> _Fragmento de texto_
Ángel González (Oviedo, 1925-2008) fue uno de los poetas del siglo pasado que mejor bebió en las prosodias y sintaxis de la lírica este lado del Atlántico, y cuya obra, habiendo vivido muchos años en América, no recibió, entre nosotros, el reconocimiento ni las lecturas que merece. Es González quien mayores influjos recibió de Neruda o Vallejo dando expresión a las frustraciones de un disidente, larga y tempranamente aleccionado en la paciencia y reposición de los ideales pisoteados, en un régimen represivo que parecía no terminar nunca. Su tono, frugal en colores y tonalidades, se ocupó también de las amarguras de los amores contrariados, la nostalgia de los días de la infancia y las ilusiones que depararía el porvenir, así concibiera que la vida y la literatura estaban separadas, en su hora, por la cruda realidad vivida y las grandilocuencias de las vanguardias de los años de entreguerras.
Huérfano de padre cuando apenas llegaba los dieciocho meses, hijo y nieto de maestros de escuela, tenía once años al estallar la Guerra Civil Española que descompuso su familia cuando los nacionales asesinaron uno de sus hermanos y otro tuvo que exiliarse por sus actividades abiertamente republicanas, mientras a su hermana se le impedía ejercer la docencia por las mismas causales. A los dieciocho, como muchos de los jóvenes sobrevivientes a la contienda, enfermó de tisis. Le enviaron, para recuperarse, a un milenario pueblecito leonés, Páramo del Sil, donde contrajo la afición por la poesía. Estudió luego derecho en la Universidad de Oviedo y en Madrid, periodismo.
En 1954 obtuvo una plaza en el Ministerio de Obras Públicas y al año siguiente, con una excedencia, fue a Barcelona para trabajar como corrector de estilo, donde conoció a quienes fueron algunos de sus compañeros de viaje, Carlos Barral, Jaime Gil de Biedma y José Agustín Goytisolo. Durante esa permanencia recibió uno de los honores del Premio Adonais por Áspero mundo (1956), primero de sus libros, y de regreso a Madrid conoció a Juan García Hortelano, Gabriel Celaya y JM Caballero Bonald, otros de sus amigos entrañables y con los cuales, estos y aquellos, haría parte de la nómina de los poetas y narradores de la Generación del 50.

[Filas de datos para señalar objetos]
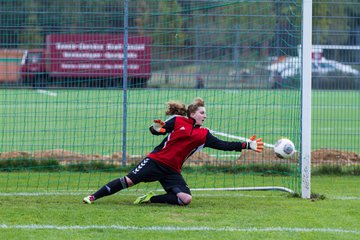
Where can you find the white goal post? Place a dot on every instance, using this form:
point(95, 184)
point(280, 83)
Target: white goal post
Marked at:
point(306, 52)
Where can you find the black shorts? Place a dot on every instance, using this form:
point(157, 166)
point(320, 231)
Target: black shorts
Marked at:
point(148, 170)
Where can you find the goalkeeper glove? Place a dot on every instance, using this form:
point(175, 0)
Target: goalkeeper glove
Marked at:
point(254, 144)
point(158, 126)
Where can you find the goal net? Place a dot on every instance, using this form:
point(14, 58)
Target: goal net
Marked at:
point(92, 76)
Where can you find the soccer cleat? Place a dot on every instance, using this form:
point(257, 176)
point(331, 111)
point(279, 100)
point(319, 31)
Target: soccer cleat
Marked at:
point(89, 199)
point(145, 198)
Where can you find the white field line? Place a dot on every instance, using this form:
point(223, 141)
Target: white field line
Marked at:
point(177, 229)
point(238, 138)
point(142, 191)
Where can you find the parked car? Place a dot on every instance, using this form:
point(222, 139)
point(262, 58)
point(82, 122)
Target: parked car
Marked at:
point(286, 73)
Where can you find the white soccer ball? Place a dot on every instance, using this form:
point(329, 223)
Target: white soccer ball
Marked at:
point(284, 148)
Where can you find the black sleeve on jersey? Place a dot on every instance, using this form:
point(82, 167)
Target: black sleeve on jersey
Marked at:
point(216, 143)
point(169, 127)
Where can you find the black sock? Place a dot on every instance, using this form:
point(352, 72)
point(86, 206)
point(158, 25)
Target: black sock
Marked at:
point(169, 198)
point(111, 188)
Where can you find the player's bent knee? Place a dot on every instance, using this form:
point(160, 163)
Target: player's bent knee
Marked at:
point(184, 198)
point(129, 182)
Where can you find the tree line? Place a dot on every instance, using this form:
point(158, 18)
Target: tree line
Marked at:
point(269, 24)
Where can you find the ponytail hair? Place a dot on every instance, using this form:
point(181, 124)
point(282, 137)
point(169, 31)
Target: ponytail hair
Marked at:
point(178, 108)
point(198, 102)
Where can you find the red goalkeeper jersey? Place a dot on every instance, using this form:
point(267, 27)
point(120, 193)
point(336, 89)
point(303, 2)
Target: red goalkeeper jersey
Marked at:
point(184, 139)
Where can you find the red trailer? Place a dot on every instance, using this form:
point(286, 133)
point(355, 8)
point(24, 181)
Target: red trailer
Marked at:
point(88, 59)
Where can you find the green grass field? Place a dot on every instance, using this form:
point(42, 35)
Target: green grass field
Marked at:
point(211, 215)
point(43, 204)
point(91, 121)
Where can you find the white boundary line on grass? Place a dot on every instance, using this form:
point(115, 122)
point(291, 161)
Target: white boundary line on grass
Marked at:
point(176, 229)
point(142, 191)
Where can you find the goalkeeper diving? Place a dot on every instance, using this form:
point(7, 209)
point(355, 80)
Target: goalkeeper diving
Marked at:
point(184, 135)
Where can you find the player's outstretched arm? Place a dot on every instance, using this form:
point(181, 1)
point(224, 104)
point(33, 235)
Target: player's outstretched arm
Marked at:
point(254, 144)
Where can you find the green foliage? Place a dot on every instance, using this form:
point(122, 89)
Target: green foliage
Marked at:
point(336, 170)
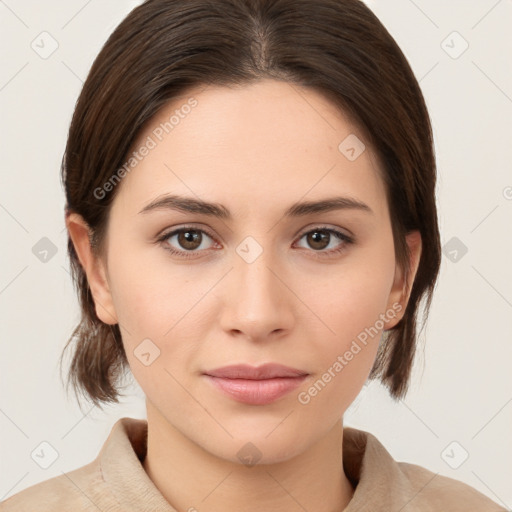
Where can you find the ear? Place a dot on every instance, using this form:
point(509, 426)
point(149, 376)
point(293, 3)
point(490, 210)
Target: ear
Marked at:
point(93, 266)
point(400, 293)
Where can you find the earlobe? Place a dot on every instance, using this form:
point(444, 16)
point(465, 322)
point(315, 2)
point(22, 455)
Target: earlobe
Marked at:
point(93, 267)
point(401, 291)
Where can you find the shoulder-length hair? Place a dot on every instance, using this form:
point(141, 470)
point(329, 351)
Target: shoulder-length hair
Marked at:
point(337, 47)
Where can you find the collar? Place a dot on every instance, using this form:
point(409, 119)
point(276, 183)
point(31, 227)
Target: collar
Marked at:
point(379, 482)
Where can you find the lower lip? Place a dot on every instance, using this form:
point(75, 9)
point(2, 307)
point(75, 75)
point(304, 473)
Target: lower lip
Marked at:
point(256, 392)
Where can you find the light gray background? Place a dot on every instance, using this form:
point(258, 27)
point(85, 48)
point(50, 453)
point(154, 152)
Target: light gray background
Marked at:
point(461, 389)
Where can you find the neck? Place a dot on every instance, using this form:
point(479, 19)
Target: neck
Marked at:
point(191, 478)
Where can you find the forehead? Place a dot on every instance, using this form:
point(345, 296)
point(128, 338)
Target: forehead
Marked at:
point(266, 142)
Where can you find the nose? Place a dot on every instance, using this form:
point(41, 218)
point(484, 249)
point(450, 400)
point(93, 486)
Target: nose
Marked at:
point(256, 302)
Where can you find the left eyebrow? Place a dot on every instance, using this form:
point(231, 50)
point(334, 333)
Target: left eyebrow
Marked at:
point(300, 209)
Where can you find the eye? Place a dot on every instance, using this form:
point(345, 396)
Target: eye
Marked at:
point(188, 239)
point(321, 238)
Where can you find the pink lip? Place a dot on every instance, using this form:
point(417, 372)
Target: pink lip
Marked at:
point(256, 385)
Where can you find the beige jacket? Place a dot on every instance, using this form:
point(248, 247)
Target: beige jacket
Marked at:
point(116, 481)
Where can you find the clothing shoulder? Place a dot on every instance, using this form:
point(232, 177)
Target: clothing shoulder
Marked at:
point(80, 489)
point(438, 492)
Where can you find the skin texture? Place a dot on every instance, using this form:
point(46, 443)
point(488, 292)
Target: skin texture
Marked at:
point(256, 150)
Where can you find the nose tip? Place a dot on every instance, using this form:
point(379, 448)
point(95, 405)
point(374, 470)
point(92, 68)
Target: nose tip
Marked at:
point(255, 302)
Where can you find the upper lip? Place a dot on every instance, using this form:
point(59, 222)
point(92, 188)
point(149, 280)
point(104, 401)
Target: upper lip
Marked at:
point(265, 371)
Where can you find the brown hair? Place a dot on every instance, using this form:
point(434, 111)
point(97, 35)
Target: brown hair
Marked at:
point(337, 47)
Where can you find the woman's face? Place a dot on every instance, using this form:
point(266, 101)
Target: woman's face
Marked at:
point(256, 285)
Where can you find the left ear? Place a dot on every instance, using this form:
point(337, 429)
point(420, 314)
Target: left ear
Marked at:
point(400, 293)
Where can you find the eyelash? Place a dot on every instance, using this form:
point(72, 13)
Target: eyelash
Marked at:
point(320, 254)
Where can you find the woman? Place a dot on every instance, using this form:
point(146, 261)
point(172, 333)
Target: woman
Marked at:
point(252, 226)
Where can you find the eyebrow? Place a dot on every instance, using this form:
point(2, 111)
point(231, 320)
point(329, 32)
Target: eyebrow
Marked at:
point(190, 205)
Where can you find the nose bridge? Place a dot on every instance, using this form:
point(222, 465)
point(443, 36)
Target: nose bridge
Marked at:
point(257, 302)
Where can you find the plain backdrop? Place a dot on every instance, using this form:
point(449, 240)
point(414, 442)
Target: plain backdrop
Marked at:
point(459, 408)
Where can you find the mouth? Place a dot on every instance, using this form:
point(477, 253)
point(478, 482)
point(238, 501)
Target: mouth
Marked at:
point(256, 385)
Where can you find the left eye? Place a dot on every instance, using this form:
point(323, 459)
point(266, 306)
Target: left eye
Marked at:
point(320, 239)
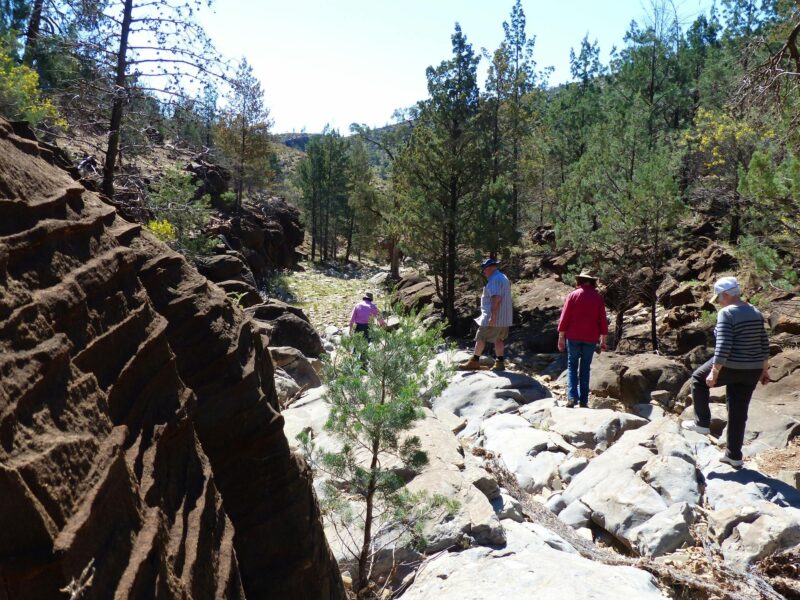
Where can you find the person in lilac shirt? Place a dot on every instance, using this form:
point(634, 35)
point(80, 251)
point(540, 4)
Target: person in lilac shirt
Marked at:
point(363, 313)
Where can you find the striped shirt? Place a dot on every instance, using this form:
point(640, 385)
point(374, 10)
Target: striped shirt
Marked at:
point(497, 285)
point(363, 312)
point(741, 338)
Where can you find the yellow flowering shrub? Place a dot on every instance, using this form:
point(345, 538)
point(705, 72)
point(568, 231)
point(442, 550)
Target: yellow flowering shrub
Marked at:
point(20, 97)
point(163, 230)
point(722, 139)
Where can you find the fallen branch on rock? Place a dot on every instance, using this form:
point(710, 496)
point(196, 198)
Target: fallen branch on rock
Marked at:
point(735, 586)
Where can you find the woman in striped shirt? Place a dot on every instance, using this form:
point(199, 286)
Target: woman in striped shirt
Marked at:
point(741, 360)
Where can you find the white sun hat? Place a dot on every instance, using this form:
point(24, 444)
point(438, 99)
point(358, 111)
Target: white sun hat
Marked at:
point(724, 284)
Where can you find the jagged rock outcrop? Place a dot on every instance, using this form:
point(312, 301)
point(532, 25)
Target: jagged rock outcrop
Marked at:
point(265, 233)
point(141, 451)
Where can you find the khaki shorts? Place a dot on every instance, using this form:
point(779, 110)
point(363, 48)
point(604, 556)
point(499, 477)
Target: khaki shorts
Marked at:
point(491, 334)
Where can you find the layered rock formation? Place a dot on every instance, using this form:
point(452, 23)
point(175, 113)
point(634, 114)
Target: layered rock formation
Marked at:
point(141, 450)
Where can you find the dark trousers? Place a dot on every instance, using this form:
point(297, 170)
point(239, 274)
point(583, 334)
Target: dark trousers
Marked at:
point(579, 365)
point(739, 385)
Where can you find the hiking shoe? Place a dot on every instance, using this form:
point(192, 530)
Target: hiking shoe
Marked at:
point(472, 364)
point(731, 461)
point(692, 426)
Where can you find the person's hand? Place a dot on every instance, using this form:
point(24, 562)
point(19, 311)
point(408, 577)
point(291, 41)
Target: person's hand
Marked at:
point(711, 380)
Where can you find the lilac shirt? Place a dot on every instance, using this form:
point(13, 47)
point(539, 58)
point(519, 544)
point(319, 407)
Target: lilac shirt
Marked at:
point(362, 313)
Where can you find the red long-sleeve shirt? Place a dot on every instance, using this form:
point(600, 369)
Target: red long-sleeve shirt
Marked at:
point(583, 318)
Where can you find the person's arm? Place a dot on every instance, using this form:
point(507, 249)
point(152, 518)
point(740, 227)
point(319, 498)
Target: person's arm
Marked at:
point(603, 325)
point(563, 323)
point(496, 302)
point(353, 318)
point(723, 346)
point(764, 379)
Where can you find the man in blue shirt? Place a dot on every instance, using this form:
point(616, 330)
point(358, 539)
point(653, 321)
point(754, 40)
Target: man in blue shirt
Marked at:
point(496, 316)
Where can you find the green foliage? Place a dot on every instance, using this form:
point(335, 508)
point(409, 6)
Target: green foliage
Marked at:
point(242, 134)
point(708, 318)
point(20, 96)
point(235, 298)
point(375, 395)
point(163, 230)
point(180, 213)
point(773, 189)
point(323, 178)
point(440, 172)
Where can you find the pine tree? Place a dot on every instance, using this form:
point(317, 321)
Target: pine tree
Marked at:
point(375, 394)
point(243, 133)
point(442, 171)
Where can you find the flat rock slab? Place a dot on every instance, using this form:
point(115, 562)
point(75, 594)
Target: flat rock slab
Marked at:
point(529, 567)
point(524, 450)
point(477, 395)
point(590, 428)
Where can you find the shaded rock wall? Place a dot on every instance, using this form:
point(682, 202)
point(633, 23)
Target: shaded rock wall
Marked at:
point(140, 448)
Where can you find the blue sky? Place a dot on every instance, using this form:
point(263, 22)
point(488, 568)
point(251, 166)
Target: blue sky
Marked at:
point(342, 61)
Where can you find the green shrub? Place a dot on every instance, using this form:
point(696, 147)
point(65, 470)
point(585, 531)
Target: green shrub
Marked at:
point(709, 317)
point(20, 96)
point(174, 204)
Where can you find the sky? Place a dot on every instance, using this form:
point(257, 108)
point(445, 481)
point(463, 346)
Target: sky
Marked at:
point(337, 62)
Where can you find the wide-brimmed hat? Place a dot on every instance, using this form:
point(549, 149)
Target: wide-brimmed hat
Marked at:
point(724, 284)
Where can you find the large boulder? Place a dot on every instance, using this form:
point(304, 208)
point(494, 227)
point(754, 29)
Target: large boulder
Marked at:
point(288, 326)
point(526, 452)
point(538, 307)
point(225, 267)
point(141, 445)
point(241, 293)
point(477, 395)
point(296, 365)
point(784, 316)
point(632, 378)
point(590, 428)
point(534, 562)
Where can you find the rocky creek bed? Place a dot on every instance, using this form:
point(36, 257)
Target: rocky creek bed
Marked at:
point(608, 502)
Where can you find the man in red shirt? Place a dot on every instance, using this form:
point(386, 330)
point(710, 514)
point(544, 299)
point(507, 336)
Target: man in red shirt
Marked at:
point(583, 322)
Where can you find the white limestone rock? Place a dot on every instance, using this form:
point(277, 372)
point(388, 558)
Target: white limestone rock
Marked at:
point(664, 532)
point(673, 478)
point(528, 567)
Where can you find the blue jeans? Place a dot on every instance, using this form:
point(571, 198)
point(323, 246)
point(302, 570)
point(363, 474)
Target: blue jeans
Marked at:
point(579, 361)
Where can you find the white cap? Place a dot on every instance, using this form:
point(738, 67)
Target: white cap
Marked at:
point(724, 284)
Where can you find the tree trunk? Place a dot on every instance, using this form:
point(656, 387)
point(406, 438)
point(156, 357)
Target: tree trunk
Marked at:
point(119, 100)
point(736, 226)
point(363, 558)
point(240, 183)
point(32, 36)
point(313, 224)
point(349, 238)
point(653, 329)
point(394, 260)
point(450, 281)
point(618, 327)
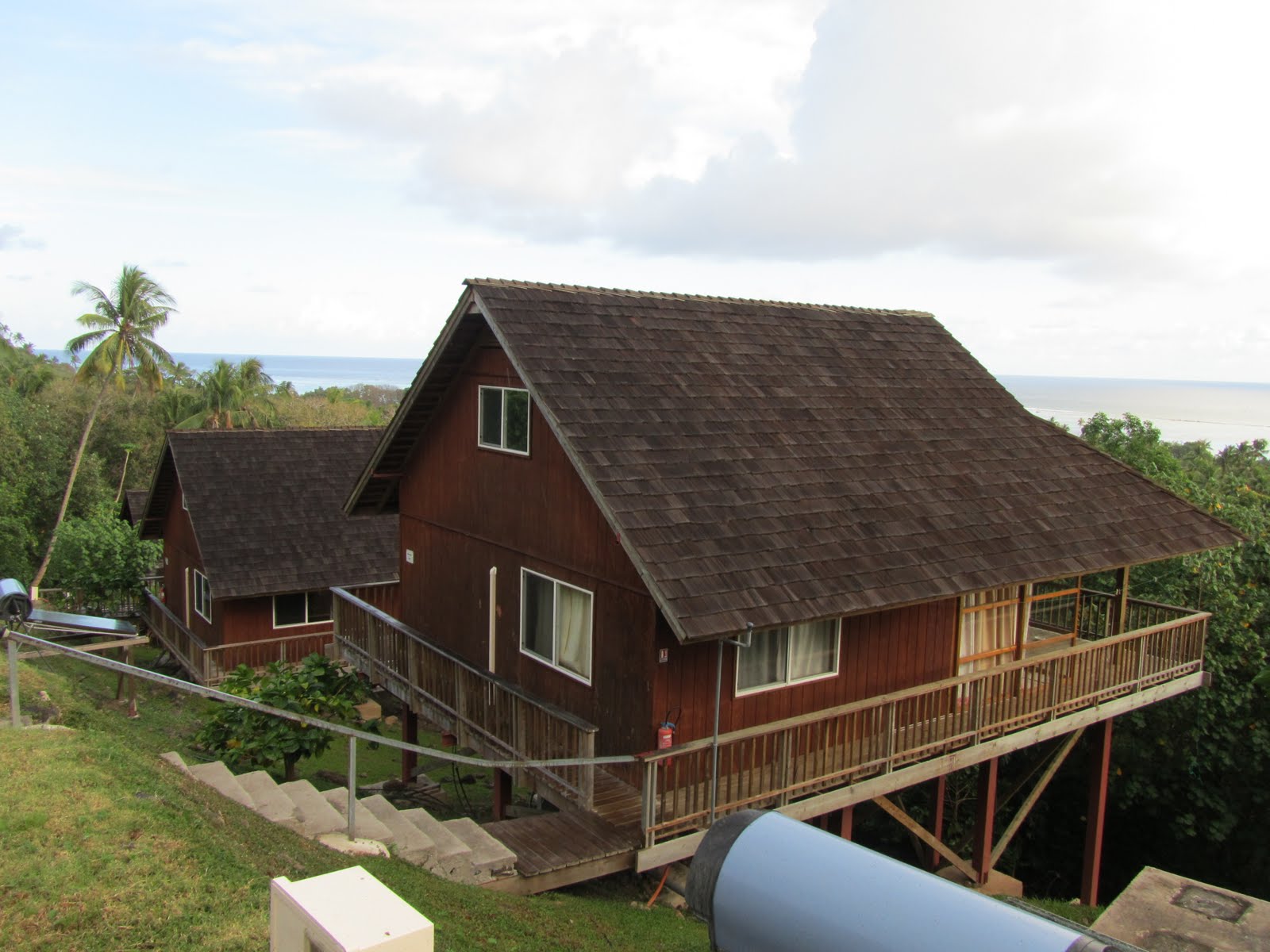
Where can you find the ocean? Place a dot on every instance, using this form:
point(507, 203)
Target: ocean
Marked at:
point(1184, 410)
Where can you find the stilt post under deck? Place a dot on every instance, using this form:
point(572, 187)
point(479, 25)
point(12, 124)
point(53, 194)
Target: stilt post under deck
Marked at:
point(502, 793)
point(941, 789)
point(410, 735)
point(1100, 763)
point(986, 808)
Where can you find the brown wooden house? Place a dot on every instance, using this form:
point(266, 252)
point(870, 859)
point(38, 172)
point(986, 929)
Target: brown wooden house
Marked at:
point(822, 541)
point(254, 536)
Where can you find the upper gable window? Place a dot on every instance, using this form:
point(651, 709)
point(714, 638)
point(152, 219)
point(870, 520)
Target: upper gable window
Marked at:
point(302, 608)
point(505, 419)
point(787, 655)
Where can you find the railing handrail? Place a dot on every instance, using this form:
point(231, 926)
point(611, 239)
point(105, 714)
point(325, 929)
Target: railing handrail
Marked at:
point(233, 645)
point(380, 615)
point(929, 689)
point(168, 613)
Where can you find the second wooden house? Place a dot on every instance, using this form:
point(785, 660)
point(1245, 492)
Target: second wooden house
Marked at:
point(254, 537)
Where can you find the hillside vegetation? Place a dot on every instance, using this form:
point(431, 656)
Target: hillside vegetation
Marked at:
point(108, 848)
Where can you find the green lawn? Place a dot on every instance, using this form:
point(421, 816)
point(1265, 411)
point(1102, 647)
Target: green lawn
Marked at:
point(108, 848)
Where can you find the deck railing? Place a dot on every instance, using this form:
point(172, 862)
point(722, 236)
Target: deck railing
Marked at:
point(774, 763)
point(482, 710)
point(179, 640)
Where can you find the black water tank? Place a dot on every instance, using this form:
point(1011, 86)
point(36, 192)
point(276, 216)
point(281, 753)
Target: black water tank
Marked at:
point(14, 601)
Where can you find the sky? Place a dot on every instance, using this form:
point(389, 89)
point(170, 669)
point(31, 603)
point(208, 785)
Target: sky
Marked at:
point(1073, 190)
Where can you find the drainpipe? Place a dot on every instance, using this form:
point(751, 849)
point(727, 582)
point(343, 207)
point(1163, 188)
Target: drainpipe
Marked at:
point(493, 612)
point(714, 753)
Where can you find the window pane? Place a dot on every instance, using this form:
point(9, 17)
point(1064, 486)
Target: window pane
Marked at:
point(319, 606)
point(764, 662)
point(289, 609)
point(518, 409)
point(813, 649)
point(573, 630)
point(539, 611)
point(491, 416)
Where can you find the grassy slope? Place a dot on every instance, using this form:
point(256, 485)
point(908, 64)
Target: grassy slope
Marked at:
point(107, 848)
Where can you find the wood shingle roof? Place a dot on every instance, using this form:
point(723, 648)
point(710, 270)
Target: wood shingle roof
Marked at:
point(267, 508)
point(770, 463)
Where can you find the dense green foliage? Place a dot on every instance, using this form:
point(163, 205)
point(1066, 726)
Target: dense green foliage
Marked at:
point(252, 740)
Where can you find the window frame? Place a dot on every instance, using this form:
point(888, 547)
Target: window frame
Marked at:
point(552, 663)
point(309, 612)
point(787, 682)
point(502, 444)
point(202, 594)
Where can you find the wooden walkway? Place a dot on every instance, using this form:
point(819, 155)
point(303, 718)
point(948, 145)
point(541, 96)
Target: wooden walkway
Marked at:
point(571, 846)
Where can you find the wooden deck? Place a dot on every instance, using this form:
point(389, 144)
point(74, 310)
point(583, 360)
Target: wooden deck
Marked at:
point(571, 846)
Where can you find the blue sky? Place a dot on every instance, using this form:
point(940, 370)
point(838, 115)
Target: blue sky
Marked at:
point(1072, 188)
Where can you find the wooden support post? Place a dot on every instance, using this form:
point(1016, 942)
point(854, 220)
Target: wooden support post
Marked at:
point(986, 808)
point(1100, 763)
point(941, 789)
point(410, 735)
point(502, 793)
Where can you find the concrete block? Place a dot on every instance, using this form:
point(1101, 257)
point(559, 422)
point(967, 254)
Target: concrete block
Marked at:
point(217, 777)
point(315, 816)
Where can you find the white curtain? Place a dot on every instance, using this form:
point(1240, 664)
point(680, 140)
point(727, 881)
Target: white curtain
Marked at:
point(573, 630)
point(764, 662)
point(813, 649)
point(988, 628)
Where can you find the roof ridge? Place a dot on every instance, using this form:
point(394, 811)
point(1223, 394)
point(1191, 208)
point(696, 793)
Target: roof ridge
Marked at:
point(679, 296)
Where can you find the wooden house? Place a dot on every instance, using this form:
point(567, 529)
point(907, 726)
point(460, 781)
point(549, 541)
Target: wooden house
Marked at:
point(822, 541)
point(254, 536)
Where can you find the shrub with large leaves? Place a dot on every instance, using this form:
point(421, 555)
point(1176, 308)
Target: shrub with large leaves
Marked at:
point(318, 687)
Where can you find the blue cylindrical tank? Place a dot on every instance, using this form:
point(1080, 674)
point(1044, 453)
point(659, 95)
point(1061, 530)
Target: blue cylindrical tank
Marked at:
point(768, 884)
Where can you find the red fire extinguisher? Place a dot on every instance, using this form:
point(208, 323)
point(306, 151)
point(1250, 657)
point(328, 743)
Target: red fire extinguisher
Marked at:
point(666, 733)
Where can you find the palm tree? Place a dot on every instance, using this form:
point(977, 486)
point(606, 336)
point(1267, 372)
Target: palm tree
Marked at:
point(121, 336)
point(233, 395)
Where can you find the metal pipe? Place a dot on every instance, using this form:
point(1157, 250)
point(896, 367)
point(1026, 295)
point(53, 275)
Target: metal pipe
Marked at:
point(14, 708)
point(352, 786)
point(714, 748)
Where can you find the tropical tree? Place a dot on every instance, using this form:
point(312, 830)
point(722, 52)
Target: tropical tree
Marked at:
point(121, 336)
point(233, 395)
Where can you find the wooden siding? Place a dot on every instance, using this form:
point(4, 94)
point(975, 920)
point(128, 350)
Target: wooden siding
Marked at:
point(880, 653)
point(181, 558)
point(467, 509)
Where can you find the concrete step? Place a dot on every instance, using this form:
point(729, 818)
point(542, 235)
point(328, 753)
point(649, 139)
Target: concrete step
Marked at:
point(368, 825)
point(315, 816)
point(489, 856)
point(175, 761)
point(219, 777)
point(451, 857)
point(271, 803)
point(410, 842)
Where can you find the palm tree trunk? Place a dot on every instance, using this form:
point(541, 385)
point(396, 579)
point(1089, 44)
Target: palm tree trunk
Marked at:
point(70, 484)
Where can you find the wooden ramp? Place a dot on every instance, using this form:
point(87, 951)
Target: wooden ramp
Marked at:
point(563, 848)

> _Ejercicio propuesto 1_
Devuelve sin cambios el pasaje de la semblanza de Ángel González que va desde "En 1954 obtuvo" hasta "Generación del 50.", ambos incluidos.
> _Ejercicio propuesto 2_
Responde estas preguntas con datos de la semblanza de Ángel González:
(a) ¿En qué universidad estudió derecho?
(b) ¿A qué pueblo lo enviaron para recuperarse de la tisis?
(c) ¿Qué libro le valió uno de los honores del Premio Adonais y de qué año es?

> _Respuesta completa 1_
En 1954 obtuvo una plaza en el Ministerio de Obras Públicas y al año siguiente, con una excedencia, fue a Barcelona para trabajar como corrector de estilo, donde conoció a quienes fueron algunos de sus compañeros de viaje, Carlos Barral, Jaime Gil de Biedma y José Agustín Goytisolo. Durante esa permanencia recibió uno de los honores del Premio Adonais por Áspero mundo (1956), primero de sus libros, y de regreso a Madrid conoció a Juan García Hortelano, Gabriel Celaya y JM Caballero Bonald, otros de sus amigos entrañables y con los cuales, estos y aquellos, haría parte de la nómina de los poetas y narradores de la Generación del 50.

> _Respuesta completa 2_
(a) En la Universidad de Oviedo.
(b) A Páramo del Sil, un pueblecito leonés.
(c) Áspero mundo, de 1956.